Required work: Render every line of the entries below as a numbered list, leaving out any blank lines.

Point labeling entries
========

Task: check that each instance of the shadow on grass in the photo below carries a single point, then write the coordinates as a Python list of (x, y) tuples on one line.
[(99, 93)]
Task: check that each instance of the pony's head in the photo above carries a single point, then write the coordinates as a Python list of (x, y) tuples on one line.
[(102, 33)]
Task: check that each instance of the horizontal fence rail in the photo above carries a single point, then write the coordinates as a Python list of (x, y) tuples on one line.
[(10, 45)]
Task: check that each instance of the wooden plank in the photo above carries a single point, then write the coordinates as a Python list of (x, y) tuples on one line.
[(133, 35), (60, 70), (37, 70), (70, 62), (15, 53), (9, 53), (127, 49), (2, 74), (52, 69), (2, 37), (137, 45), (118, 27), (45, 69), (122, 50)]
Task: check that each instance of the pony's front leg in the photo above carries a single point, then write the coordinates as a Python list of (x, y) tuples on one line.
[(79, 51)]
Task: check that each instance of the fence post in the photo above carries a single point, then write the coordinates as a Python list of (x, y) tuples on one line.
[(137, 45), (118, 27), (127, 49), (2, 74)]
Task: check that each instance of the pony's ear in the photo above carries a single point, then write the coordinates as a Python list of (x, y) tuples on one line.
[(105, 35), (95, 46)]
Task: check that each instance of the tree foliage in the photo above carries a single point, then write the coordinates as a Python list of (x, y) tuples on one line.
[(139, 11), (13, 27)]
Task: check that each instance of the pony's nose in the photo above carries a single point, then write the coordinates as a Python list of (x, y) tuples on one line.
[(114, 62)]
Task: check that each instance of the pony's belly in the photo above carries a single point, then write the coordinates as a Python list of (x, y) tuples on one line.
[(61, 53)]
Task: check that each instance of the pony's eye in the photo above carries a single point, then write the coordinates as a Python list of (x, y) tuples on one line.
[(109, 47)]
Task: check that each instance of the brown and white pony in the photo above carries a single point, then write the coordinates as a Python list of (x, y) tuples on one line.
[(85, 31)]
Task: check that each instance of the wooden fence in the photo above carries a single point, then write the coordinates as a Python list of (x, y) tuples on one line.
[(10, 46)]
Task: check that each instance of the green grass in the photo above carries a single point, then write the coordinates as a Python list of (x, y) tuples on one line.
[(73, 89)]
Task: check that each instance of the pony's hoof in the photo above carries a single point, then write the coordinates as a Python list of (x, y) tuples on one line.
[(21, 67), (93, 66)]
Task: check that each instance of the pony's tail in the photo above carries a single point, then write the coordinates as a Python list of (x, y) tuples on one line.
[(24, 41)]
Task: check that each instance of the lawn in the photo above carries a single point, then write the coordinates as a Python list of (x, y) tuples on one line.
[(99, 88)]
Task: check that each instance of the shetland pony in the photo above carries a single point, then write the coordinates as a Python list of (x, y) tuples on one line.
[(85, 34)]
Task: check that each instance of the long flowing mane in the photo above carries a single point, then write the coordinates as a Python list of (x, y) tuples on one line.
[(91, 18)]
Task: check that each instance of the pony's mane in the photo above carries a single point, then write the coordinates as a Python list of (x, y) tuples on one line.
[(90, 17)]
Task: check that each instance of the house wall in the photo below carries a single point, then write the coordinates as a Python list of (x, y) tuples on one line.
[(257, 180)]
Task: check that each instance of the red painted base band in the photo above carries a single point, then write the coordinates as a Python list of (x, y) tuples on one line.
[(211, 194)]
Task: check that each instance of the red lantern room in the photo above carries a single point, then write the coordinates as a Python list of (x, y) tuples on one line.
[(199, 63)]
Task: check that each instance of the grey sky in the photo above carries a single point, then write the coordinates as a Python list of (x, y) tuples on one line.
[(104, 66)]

========

The reply:
1. Task: check that each instance of the shadow on grass in the photo below carries a single point, then write the coordinates as a Python list of (x, y) tuples on one line.
2. [(99, 93)]
3. Task: check that each instance of the pony's head in the photo above carries a single point, then write the coordinates as a Python list of (x, y) tuples on one line.
4. [(102, 33)]
5. Task: check that each instance of the horizontal fence rail in the photo above carries a single point, then write the coordinates as a Python list of (x, y) tuples on one line.
6. [(10, 45)]
7. Task: check that each instance of the wooden plank in the photo above carries a single point, then write the coordinates as a Python list of (x, y) tuples on one line.
8. [(133, 35), (60, 70), (37, 70), (70, 62), (15, 53), (9, 53), (127, 49), (2, 74), (52, 69), (2, 37), (137, 45), (118, 27), (45, 69), (122, 50)]
9. Task: check that each instance of the pony's front leg in the photo above carries a single point, then write the coordinates as a Python list of (x, y) tuples on one line.
10. [(79, 51)]
11. Task: check that each instance of the fence post in the photo above carries a single point, then write the coordinates as a Python list of (x, y) tuples on one line.
12. [(137, 45), (118, 27), (127, 49), (2, 74)]
13. Task: check that each instance of the pony's ear in the photo above carries a single point, then write the coordinates as a Python list of (x, y) tuples on one line.
14. [(105, 35), (95, 46)]
15. Task: check that each instance of the tree foliage in the photo above carries a single point, then write the coordinates as a Python list of (x, y) tuples on one line.
16. [(139, 11), (13, 27)]
17. Task: check that each instance of the pony's nose in the photo above carries a single point, then write the coordinates as a Python list of (x, y) tuples on one line.
18. [(114, 62)]
19. Task: check that each instance of the pony's belly in the photo above carries a single point, then write the coordinates as a Python list of (x, y) tuples on one line.
20. [(61, 53)]
21. Task: check that each instance of the pony's eye in the photo above carries a single point, then write the coordinates as a Python list of (x, y) tuples on one line.
22. [(109, 47)]
23. Task: check that each instance of the brown and white pony in the photo above carries a single point, then write the coordinates as a Python list of (x, y) tuples on one line.
24. [(85, 31)]
25. Task: check that each instance of the wooden fence in the photo above carries a single point, then write the coordinates as a Python list of (x, y) tuples on one line.
26. [(10, 46)]
27. Task: check that each instance of the green grass in the photo above carries a single point, then write the coordinates as a Python list of (x, y) tuples on one line.
28. [(73, 89)]
29. Task: check that each instance of the pony's hoof in the photo above carries a single point, then write the coordinates as a Python list of (x, y) tuples on one line.
30. [(21, 67), (93, 66)]
31. Task: check that each instance of the pony's tail in the photo above carries a single point, then write the coordinates as a Python list of (x, y) tuples on one line.
32. [(24, 41)]
33. Task: check that each instance of the lawn in the photo above carries a single point, then write the coordinates as a Python list of (x, y) tuples on one line.
34. [(99, 88)]
35. Task: check that each instance of the shetland pony in the photo above carries a single point, then write the coordinates as a Python list of (x, y) tuples on one line.
36. [(85, 34)]
37. Task: check that each instance of the long flowing mane in the photo above carries a single point, then write the coordinates as a Python list of (x, y) tuples on one line.
38. [(91, 18)]
39. Task: check that each instance of the pony's mane in the photo above carries a single point, then write the coordinates as a Python list of (x, y) tuples on one line.
40. [(90, 17)]
41. Task: check that each instance of the house wall in the photo below carries a single point, then write the coordinates as a Python list of (x, y) tuples on one line.
42. [(257, 180)]
43. Task: check that each instance of the red painted base band in the photo above carries a single point, then write the coordinates as a Python list of (x, y) tuples on one line.
44. [(211, 194)]
45. Task: check that each instance of the red lantern room in the photo above carries a single point, then write the coordinates as a Python list of (x, y) tuples on one line.
46. [(199, 63)]
47. Task: check that each instance of the grey sky in the photo above carries a single point, then write the coordinates as a Python list of (x, y) tuples on one line.
48. [(104, 66)]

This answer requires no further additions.